EXERCISE MATERIAL section start
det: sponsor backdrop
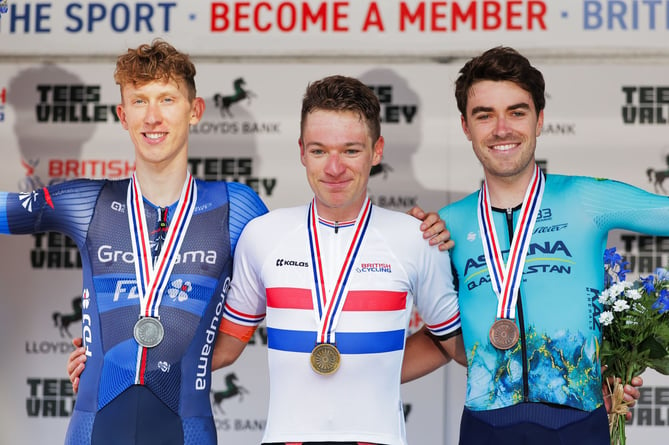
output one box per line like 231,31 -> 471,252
0,1 -> 668,444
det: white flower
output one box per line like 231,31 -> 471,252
613,300 -> 630,312
626,289 -> 642,301
611,282 -> 632,297
599,289 -> 612,305
600,311 -> 614,326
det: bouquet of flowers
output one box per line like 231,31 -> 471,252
600,247 -> 669,445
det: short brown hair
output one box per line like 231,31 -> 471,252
114,39 -> 197,101
300,75 -> 381,143
455,46 -> 545,119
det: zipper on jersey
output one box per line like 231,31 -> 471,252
505,207 -> 530,403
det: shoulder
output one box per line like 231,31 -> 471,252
245,205 -> 306,230
46,178 -> 108,198
368,206 -> 429,253
439,190 -> 478,221
236,205 -> 307,253
196,180 -> 269,218
544,174 -> 635,195
370,205 -> 422,230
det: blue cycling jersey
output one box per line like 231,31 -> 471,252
0,178 -> 268,445
440,175 -> 669,413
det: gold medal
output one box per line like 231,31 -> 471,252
489,318 -> 519,350
310,343 -> 341,375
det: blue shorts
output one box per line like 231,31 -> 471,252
90,385 -> 185,445
459,403 -> 609,445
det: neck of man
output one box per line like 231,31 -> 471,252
485,165 -> 536,209
134,161 -> 189,208
315,200 -> 365,223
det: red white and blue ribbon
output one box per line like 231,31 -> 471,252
127,171 -> 197,320
307,197 -> 372,345
477,165 -> 544,320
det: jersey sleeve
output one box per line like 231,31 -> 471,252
220,215 -> 268,339
0,179 -> 102,246
414,241 -> 462,339
579,177 -> 669,235
386,212 -> 461,339
226,182 -> 269,254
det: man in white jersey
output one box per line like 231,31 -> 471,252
214,75 -> 466,445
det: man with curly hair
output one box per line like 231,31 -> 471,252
3,40 -> 269,444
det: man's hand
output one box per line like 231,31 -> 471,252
603,374 -> 643,421
67,337 -> 87,394
407,206 -> 454,251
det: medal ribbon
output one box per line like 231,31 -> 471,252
477,165 -> 544,319
307,197 -> 372,345
127,171 -> 197,320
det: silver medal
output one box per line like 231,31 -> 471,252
133,317 -> 164,348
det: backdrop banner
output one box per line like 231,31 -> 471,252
1,46 -> 668,445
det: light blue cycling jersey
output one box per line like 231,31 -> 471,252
440,174 -> 669,412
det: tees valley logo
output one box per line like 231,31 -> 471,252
213,78 -> 256,118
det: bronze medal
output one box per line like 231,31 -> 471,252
489,318 -> 519,350
133,317 -> 164,348
310,343 -> 341,375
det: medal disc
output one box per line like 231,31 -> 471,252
310,343 -> 341,375
134,317 -> 164,348
489,318 -> 519,350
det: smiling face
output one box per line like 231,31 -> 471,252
300,109 -> 384,221
117,78 -> 203,173
462,80 -> 543,185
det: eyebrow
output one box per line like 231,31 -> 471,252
471,102 -> 531,115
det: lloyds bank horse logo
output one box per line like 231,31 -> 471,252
211,372 -> 249,413
213,78 -> 256,118
53,297 -> 82,338
646,154 -> 669,195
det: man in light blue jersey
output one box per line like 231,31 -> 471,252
403,46 -> 665,445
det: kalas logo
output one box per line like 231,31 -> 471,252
213,78 -> 256,118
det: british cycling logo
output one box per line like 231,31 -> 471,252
213,78 -> 256,118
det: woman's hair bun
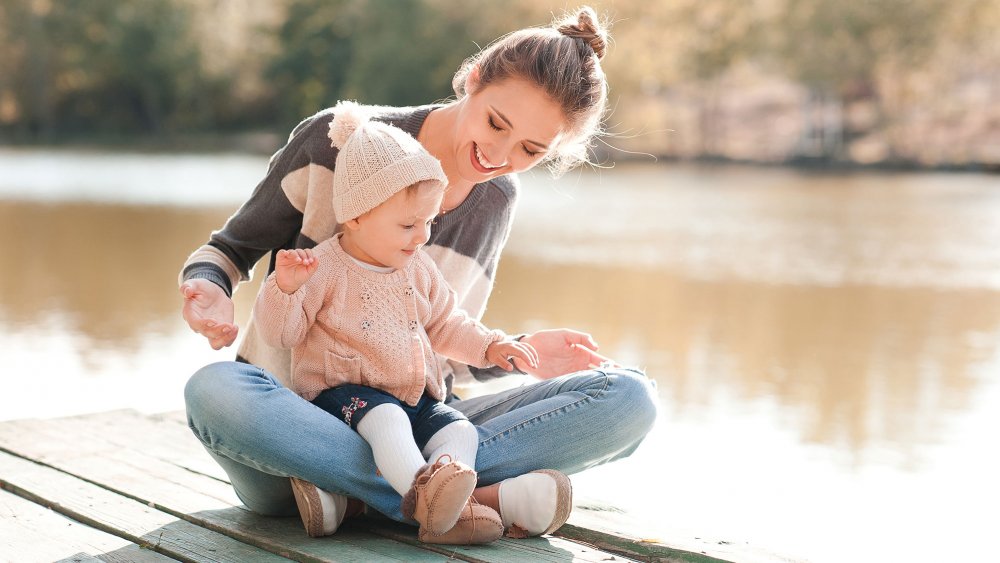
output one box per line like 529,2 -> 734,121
557,6 -> 607,60
328,101 -> 368,150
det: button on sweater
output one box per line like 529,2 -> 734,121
254,234 -> 505,405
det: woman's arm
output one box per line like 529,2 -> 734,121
EXERCISE MATERIAL section end
TASK TO COMPLETE: Retype all the data exactly, please, without pictures.

FINISHED EXERCISE:
det: sponsor backdrop
output one box per line like 231,31 -> 471,252
0,1 -> 668,444
det: white flower
output one box per line like 231,31 -> 471,252
613,300 -> 630,312
626,289 -> 642,301
611,282 -> 632,297
599,289 -> 612,305
600,311 -> 614,326
det: bouquet of flowers
output one box per line like 231,31 -> 471,252
600,247 -> 669,445
det: short brown hair
output one box per line like 231,31 -> 471,252
114,39 -> 197,101
300,75 -> 381,143
455,46 -> 545,119
det: zipper on jersey
output one box per line like 231,31 -> 471,252
505,207 -> 530,403
det: shoulder
output one box per line like 231,31 -> 471,252
245,205 -> 306,230
46,178 -> 108,198
368,206 -> 429,253
439,190 -> 478,221
236,205 -> 307,253
196,180 -> 269,218
544,174 -> 635,195
370,205 -> 422,230
det: blue cycling jersey
output one box per line like 231,31 -> 471,252
0,178 -> 268,445
440,175 -> 669,413
det: gold medal
output one box per line like 231,31 -> 471,252
489,318 -> 519,350
310,343 -> 341,375
det: blue shorts
output one box per line like 231,31 -> 471,252
90,385 -> 185,445
459,403 -> 609,445
det: neck of man
output one box per line like 231,31 -> 471,252
485,165 -> 536,209
134,161 -> 189,208
315,200 -> 365,223
det: red white and blue ribbon
output one box per line like 231,31 -> 471,252
127,171 -> 197,320
307,197 -> 372,345
477,165 -> 544,320
det: jersey sleeve
output one box per line like 231,31 -> 471,252
220,215 -> 268,339
0,179 -> 102,246
414,241 -> 462,339
579,177 -> 669,235
386,212 -> 461,339
226,182 -> 269,254
det: man in white jersey
output one box per line like 231,31 -> 471,252
214,75 -> 466,445
det: man with curly hair
output one box per line like 231,31 -> 471,252
3,40 -> 269,444
det: man's hand
output one box per line like 231,31 -> 471,252
603,374 -> 643,421
67,337 -> 87,394
407,206 -> 454,251
det: medal ribbon
output one box per line like 231,31 -> 471,252
477,165 -> 544,319
307,197 -> 372,345
127,171 -> 197,320
det: silver medal
output one box per line like 231,31 -> 471,252
133,317 -> 164,348
det: backdrop banner
output one box per line like 231,31 -> 471,252
1,46 -> 668,445
det: light blue cycling jersey
output one box per line like 231,31 -> 471,252
440,174 -> 669,412
det: tees valley logo
output one box per line like 231,31 -> 471,252
213,78 -> 256,118
det: bronze medal
output one box per line like 231,31 -> 471,252
489,318 -> 519,350
133,317 -> 164,348
310,343 -> 341,375
det: medal disc
output one box per line like 231,31 -> 471,252
310,343 -> 341,375
134,317 -> 164,348
489,318 -> 519,350
det: smiling face
output one box per line like 231,31 -> 471,252
300,109 -> 384,221
117,78 -> 203,173
462,80 -> 543,185
det: eyebrow
output one box per line like 231,31 -> 471,252
471,102 -> 531,115
det: lloyds bank horse logo
output one box per line like 231,31 -> 471,252
211,372 -> 249,413
213,78 -> 256,118
53,297 -> 82,338
646,154 -> 669,195
det: man in light blue jersey
output one box per line like 231,31 -> 471,252
403,46 -> 665,445
det: kalas logo
output one box per line like 231,31 -> 471,252
213,78 -> 256,118
det: british cycling logo
output one box per line like 231,31 -> 471,252
213,78 -> 256,118
det: woman's hair bun
output one box per line like 529,2 -> 734,121
557,6 -> 607,60
328,101 -> 368,150
det: button on sweater
output one box per line like 529,2 -> 734,121
254,234 -> 505,405
det: woman's arm
output one box per line like 529,2 -> 734,121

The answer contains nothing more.